* START The records *

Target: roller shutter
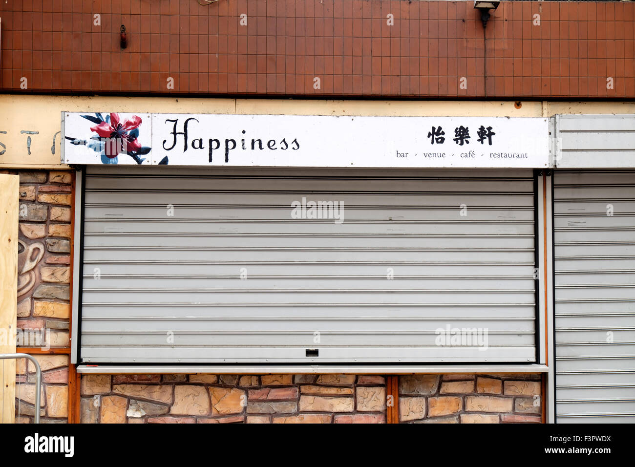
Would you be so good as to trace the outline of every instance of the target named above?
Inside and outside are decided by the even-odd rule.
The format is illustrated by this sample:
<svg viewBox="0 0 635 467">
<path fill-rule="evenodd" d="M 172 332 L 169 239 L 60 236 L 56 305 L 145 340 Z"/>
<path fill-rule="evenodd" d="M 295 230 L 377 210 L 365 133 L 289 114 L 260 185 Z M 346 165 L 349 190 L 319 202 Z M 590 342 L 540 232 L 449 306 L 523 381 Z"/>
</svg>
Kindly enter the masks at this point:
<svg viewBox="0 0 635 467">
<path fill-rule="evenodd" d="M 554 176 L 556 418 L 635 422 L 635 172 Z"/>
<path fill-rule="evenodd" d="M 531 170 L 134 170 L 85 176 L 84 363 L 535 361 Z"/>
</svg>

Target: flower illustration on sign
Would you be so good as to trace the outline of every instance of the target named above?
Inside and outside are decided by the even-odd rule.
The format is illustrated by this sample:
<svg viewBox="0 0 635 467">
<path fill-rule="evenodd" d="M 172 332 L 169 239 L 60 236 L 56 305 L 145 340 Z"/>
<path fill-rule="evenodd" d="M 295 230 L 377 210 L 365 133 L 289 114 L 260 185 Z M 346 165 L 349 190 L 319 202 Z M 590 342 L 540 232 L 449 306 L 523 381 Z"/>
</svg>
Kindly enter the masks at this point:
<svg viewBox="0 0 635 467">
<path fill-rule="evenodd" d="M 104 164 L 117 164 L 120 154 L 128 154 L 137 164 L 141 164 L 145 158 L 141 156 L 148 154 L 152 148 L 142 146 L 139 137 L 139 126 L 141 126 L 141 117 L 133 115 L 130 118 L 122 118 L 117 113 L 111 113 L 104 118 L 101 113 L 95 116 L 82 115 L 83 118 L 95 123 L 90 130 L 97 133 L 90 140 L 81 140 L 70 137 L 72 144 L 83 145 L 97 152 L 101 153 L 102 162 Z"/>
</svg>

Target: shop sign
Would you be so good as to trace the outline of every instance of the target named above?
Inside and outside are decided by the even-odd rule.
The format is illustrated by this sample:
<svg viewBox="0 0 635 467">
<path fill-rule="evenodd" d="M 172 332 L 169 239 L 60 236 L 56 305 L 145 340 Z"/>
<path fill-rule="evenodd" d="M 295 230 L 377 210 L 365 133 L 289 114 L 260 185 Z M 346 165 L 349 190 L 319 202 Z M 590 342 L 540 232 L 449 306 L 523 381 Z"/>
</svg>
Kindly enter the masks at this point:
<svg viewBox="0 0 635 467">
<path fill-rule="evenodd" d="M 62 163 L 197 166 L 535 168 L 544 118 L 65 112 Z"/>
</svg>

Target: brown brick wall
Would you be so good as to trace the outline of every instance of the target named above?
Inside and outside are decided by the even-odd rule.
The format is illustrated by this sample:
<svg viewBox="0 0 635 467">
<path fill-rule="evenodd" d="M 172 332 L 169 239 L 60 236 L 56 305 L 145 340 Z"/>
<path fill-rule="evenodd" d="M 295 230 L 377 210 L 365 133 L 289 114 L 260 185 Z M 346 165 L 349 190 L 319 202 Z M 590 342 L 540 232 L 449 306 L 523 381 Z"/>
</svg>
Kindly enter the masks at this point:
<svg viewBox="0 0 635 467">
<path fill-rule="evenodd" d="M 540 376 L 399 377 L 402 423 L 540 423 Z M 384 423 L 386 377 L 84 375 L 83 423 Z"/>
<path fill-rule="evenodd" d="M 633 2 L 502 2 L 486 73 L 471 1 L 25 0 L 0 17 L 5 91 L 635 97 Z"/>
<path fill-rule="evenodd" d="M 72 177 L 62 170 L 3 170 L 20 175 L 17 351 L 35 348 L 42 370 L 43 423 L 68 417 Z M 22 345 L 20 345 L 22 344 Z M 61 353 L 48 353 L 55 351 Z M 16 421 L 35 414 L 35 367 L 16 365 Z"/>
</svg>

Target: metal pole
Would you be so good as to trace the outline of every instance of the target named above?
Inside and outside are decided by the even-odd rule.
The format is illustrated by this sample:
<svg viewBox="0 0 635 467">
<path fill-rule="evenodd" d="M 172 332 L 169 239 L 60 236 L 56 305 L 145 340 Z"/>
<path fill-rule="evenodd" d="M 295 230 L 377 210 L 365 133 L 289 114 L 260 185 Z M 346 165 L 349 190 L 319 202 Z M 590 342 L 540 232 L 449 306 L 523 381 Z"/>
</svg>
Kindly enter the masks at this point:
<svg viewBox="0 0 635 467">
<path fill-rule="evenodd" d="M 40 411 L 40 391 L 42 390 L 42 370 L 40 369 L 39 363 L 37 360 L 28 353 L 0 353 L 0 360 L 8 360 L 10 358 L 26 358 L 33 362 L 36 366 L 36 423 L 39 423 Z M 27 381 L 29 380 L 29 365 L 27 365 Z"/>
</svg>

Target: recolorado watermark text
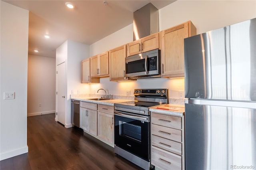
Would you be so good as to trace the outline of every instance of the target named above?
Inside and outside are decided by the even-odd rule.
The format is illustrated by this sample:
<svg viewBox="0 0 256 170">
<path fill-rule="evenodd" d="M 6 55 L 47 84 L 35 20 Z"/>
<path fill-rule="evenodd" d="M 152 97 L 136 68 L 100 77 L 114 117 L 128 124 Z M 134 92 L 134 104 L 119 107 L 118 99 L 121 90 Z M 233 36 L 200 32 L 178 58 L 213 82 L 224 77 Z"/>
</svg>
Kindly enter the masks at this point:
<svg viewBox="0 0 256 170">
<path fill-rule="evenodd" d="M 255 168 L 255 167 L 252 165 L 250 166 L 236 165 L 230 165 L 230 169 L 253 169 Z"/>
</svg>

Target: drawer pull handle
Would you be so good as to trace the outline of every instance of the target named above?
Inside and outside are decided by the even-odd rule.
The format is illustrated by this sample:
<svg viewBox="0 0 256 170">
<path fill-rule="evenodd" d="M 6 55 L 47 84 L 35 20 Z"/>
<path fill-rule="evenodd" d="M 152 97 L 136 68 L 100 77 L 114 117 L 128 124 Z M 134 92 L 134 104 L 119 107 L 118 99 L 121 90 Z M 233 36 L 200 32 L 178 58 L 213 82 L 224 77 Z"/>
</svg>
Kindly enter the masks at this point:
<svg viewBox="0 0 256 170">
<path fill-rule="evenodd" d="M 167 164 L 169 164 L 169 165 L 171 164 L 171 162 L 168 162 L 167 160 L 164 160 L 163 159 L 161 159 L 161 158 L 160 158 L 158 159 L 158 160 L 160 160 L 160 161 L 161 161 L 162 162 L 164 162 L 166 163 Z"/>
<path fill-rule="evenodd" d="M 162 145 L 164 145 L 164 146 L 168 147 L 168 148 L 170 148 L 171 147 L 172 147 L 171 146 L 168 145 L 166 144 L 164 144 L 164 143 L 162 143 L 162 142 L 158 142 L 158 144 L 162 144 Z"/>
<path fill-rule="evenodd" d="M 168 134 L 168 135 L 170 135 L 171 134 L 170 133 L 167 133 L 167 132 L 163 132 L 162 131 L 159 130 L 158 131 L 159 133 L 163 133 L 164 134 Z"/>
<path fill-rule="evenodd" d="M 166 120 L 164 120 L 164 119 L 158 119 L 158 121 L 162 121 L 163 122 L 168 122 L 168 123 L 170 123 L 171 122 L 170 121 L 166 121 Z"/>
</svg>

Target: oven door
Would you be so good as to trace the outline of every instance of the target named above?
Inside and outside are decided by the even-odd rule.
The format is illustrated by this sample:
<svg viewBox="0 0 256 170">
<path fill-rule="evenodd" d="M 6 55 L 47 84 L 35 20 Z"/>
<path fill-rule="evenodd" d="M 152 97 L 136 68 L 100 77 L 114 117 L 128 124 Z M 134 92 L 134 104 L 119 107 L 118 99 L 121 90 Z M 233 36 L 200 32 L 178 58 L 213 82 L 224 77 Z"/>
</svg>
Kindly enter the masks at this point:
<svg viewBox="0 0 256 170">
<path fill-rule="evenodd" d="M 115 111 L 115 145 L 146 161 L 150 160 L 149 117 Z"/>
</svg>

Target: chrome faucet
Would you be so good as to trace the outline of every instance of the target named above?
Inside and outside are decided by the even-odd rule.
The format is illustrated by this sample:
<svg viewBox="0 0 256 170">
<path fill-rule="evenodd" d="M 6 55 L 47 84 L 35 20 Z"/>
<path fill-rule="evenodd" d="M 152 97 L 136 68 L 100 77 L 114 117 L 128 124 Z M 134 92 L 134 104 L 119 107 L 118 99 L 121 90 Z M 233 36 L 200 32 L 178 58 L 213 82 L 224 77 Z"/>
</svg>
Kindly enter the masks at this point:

* END The records *

- **Description of the task**
Copy out the records word for word, beginning with the line that contains "Target: drawer pull handle" and ending with the line that contains "167 164 L 169", including both of those lines.

- **Exercise output**
Target: drawer pull handle
Would you be so good as to trace the outline of every instance of the target named above?
Inside and outside are decided by the even-odd rule.
The format is illustrated by this sample:
<svg viewBox="0 0 256 170">
<path fill-rule="evenodd" d="M 6 55 L 47 84 L 35 20 Z"/>
<path fill-rule="evenodd" d="M 152 97 L 136 68 L 100 77 L 114 117 L 128 124 Z M 134 92 L 134 104 L 119 107 L 118 99 L 121 90 Z M 233 36 L 200 32 L 178 58 L 213 82 L 224 77 Z"/>
</svg>
Kindly enter the masks at this point:
<svg viewBox="0 0 256 170">
<path fill-rule="evenodd" d="M 167 164 L 169 164 L 169 165 L 171 164 L 171 162 L 168 162 L 167 160 L 164 160 L 163 159 L 161 159 L 161 158 L 160 158 L 158 159 L 158 160 L 160 160 L 160 161 L 161 161 L 162 162 L 164 162 L 166 163 Z"/>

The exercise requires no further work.